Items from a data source
########################################
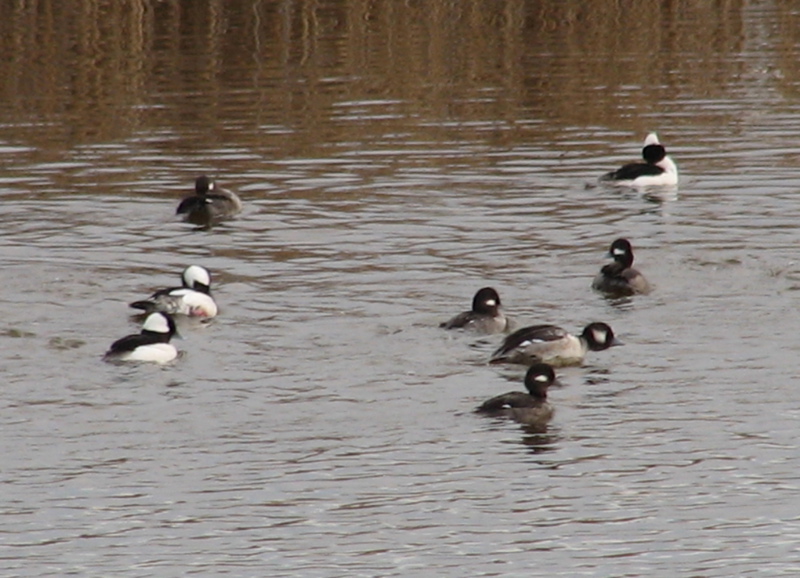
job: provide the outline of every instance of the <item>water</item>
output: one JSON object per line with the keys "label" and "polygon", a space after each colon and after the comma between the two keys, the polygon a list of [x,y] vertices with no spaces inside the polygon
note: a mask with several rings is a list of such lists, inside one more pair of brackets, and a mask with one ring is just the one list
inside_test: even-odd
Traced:
{"label": "water", "polygon": [[[795,575],[798,14],[640,8],[15,4],[3,575]],[[677,195],[593,186],[648,130]],[[652,295],[589,289],[621,235]],[[188,263],[220,316],[104,363]],[[626,343],[547,432],[472,414],[523,371],[437,327],[484,285]]]}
########################################
Transcribe the data verbatim. No picture belongs in the result.

job: provide the outline of every instance of the <item>water</item>
output: one JSON object per line with the keys "label" and "polygon", a space after each colon and after the comma between the two keys, the polygon a list of [x,y] vertices with no spaces inside the polygon
note: a mask with several rings is a list of such lists, inside one more pair of brackets, and a mask with one ring is just the one list
inside_test: even-odd
Traced:
{"label": "water", "polygon": [[[795,575],[798,14],[640,8],[15,4],[3,575]],[[677,195],[593,186],[648,130]],[[652,295],[589,289],[621,235]],[[188,263],[220,316],[104,363]],[[626,343],[547,432],[472,414],[523,371],[437,327],[484,285]]]}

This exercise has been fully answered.